* _The task_
The entries below hold a line with "negative clicks: (81, 285) (113, 296)" and a line with "254L98 251L93 256L91". Return those lines and all that lie between them, exactly and only.

── Records supplied ──

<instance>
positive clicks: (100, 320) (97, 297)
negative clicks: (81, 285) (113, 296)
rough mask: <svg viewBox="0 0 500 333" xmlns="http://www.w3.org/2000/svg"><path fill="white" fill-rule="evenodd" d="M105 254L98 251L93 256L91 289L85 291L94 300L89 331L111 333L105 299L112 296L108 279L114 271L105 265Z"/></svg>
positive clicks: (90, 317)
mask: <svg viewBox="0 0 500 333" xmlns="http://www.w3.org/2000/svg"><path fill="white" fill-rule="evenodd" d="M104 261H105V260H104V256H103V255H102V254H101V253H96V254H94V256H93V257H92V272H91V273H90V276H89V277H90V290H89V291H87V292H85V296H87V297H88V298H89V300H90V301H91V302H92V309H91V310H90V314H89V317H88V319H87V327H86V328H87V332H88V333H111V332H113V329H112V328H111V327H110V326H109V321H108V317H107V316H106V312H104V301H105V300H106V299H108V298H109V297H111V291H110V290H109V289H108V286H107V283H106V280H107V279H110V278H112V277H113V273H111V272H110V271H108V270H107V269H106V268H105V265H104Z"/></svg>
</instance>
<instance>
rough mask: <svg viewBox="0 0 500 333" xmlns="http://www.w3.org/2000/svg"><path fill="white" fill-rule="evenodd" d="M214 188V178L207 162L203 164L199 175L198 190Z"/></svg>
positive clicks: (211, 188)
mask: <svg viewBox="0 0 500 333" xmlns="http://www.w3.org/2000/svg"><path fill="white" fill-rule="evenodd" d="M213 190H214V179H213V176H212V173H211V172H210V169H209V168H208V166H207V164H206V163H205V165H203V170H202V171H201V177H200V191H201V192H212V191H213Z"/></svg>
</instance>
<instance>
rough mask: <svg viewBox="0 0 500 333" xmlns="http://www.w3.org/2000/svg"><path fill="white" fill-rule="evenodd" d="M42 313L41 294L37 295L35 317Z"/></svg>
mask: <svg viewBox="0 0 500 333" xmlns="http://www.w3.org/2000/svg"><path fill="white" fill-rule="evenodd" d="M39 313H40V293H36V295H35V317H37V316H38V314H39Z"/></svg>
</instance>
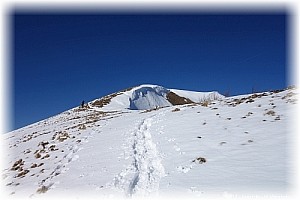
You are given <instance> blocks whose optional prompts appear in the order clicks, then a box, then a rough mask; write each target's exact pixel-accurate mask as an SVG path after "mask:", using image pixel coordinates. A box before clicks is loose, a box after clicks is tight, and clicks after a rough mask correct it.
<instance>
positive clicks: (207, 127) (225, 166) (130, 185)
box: [1, 85, 296, 199]
mask: <svg viewBox="0 0 300 200" xmlns="http://www.w3.org/2000/svg"><path fill="white" fill-rule="evenodd" d="M168 91H170V90H168ZM173 92H174V93H177V94H178V95H179V96H184V97H186V98H189V99H191V100H192V101H194V102H198V101H199V100H201V95H202V99H203V93H196V92H189V91H183V90H173ZM197 94H198V96H197ZM200 94H201V95H200ZM165 95H166V89H165V88H163V87H159V88H158V87H157V86H153V85H147V86H143V87H136V88H133V89H130V90H128V91H123V92H122V93H121V94H119V95H117V96H115V97H114V98H112V99H111V102H110V104H108V105H106V106H103V107H97V106H92V104H91V103H89V107H86V108H78V107H77V108H74V109H71V110H68V111H65V112H63V113H61V114H59V115H56V116H54V117H51V118H49V119H46V120H43V121H40V122H38V123H35V124H32V125H29V126H26V127H24V128H21V129H18V130H15V131H13V132H10V133H7V134H4V136H3V135H2V136H1V137H4V138H2V140H3V141H4V142H5V144H3V145H5V147H6V150H7V151H6V152H5V155H4V160H3V161H1V162H4V163H3V164H4V169H2V179H3V180H2V183H3V184H2V185H5V192H6V193H7V195H8V198H13V197H16V198H22V199H26V198H33V199H35V198H41V197H42V198H68V199H74V198H77V199H87V198H116V199H119V198H141V197H147V198H158V197H169V198H172V199H174V198H175V199H178V198H180V199H182V198H184V199H187V198H199V197H211V196H214V197H228V196H229V197H230V195H232V194H251V195H264V194H269V195H275V194H276V195H286V194H287V193H288V190H289V187H290V173H292V172H291V168H290V166H291V164H292V163H291V162H292V161H291V159H290V157H289V152H290V149H289V148H290V147H291V144H290V143H291V141H290V138H291V135H292V131H293V130H292V129H291V128H290V126H289V124H290V123H292V120H293V118H292V116H293V113H294V112H295V109H294V108H295V106H296V90H295V89H286V90H283V91H273V92H265V93H257V94H249V95H242V96H236V97H229V98H224V97H222V98H221V96H220V98H219V99H218V100H211V101H209V102H208V104H207V103H199V102H198V103H192V104H185V105H176V106H172V105H171V104H170V102H168V101H167V100H166V98H165ZM205 95H209V94H208V93H205ZM197 98H198V99H197ZM206 100H207V98H206ZM122 106H123V107H122ZM144 109H148V110H144Z"/></svg>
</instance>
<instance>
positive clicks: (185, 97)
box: [90, 84, 224, 110]
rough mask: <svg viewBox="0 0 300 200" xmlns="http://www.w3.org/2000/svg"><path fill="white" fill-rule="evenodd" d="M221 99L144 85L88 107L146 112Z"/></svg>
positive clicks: (193, 93)
mask: <svg viewBox="0 0 300 200" xmlns="http://www.w3.org/2000/svg"><path fill="white" fill-rule="evenodd" d="M222 98H224V96H223V95H221V94H219V93H218V92H193V91H186V90H177V89H167V88H164V87H162V86H158V85H149V84H147V85H146V84H145V85H140V86H137V87H132V88H128V89H126V90H122V91H120V92H117V93H113V94H110V95H107V96H105V97H102V98H100V99H96V100H94V101H92V102H91V104H90V105H92V106H96V107H101V108H102V107H103V108H104V109H105V110H119V109H130V110H147V109H154V108H158V107H166V106H172V105H183V104H188V103H200V102H203V101H212V100H219V99H222Z"/></svg>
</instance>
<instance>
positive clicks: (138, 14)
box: [10, 11, 288, 129]
mask: <svg viewBox="0 0 300 200" xmlns="http://www.w3.org/2000/svg"><path fill="white" fill-rule="evenodd" d="M10 20H11V21H10V22H11V33H12V37H11V41H10V44H11V46H12V54H11V55H12V56H11V60H12V62H11V63H12V66H11V67H12V68H13V69H14V70H13V74H12V75H13V77H12V80H13V89H14V90H13V95H14V104H13V110H14V111H13V113H14V115H13V116H14V119H13V123H12V125H13V127H12V129H16V128H20V127H23V126H25V125H28V124H31V123H33V122H36V121H39V120H42V119H45V118H48V117H50V116H53V115H55V114H58V113H60V112H63V111H65V110H68V109H70V108H72V107H75V106H78V105H79V104H80V103H81V101H82V100H85V101H90V100H93V99H95V98H98V97H102V96H104V95H106V94H110V93H112V92H116V91H119V90H121V89H124V88H127V87H130V86H135V85H139V84H143V83H151V84H158V85H162V86H165V87H167V88H177V89H187V90H195V91H212V90H216V91H219V92H220V93H225V92H228V91H229V93H230V94H231V95H236V94H244V93H250V92H251V90H252V88H254V90H256V91H265V90H271V89H280V88H284V87H286V86H287V81H288V80H287V77H286V76H287V70H288V60H287V49H288V46H287V44H288V42H287V36H288V32H287V31H288V16H287V15H286V13H285V12H284V11H282V12H276V13H271V12H266V13H263V12H262V13H252V14H251V13H237V12H235V13H232V14H230V13H223V14H222V13H207V12H206V13H205V14H203V13H202V14H201V13H185V14H184V13H180V14H176V13H172V14H165V15H164V14H163V13H159V14H158V13H156V14H155V13H154V14H150V13H148V14H132V15H130V14H129V13H123V14H121V13H111V14H110V13H106V14H101V13H88V12H87V13H82V12H81V13H68V14H66V15H63V13H48V14H40V13H39V14H38V13H30V12H26V13H25V12H21V11H14V12H12V15H11V16H10Z"/></svg>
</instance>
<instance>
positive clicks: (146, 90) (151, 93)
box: [130, 86, 172, 110]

───

* _Result of this task_
negative clicks: (81, 285) (113, 296)
rough mask: <svg viewBox="0 0 500 333" xmlns="http://www.w3.org/2000/svg"><path fill="white" fill-rule="evenodd" d="M105 254L98 251L93 256L91 289L85 291L94 300L89 331L111 333L105 299L112 296L108 279L114 271L105 265Z"/></svg>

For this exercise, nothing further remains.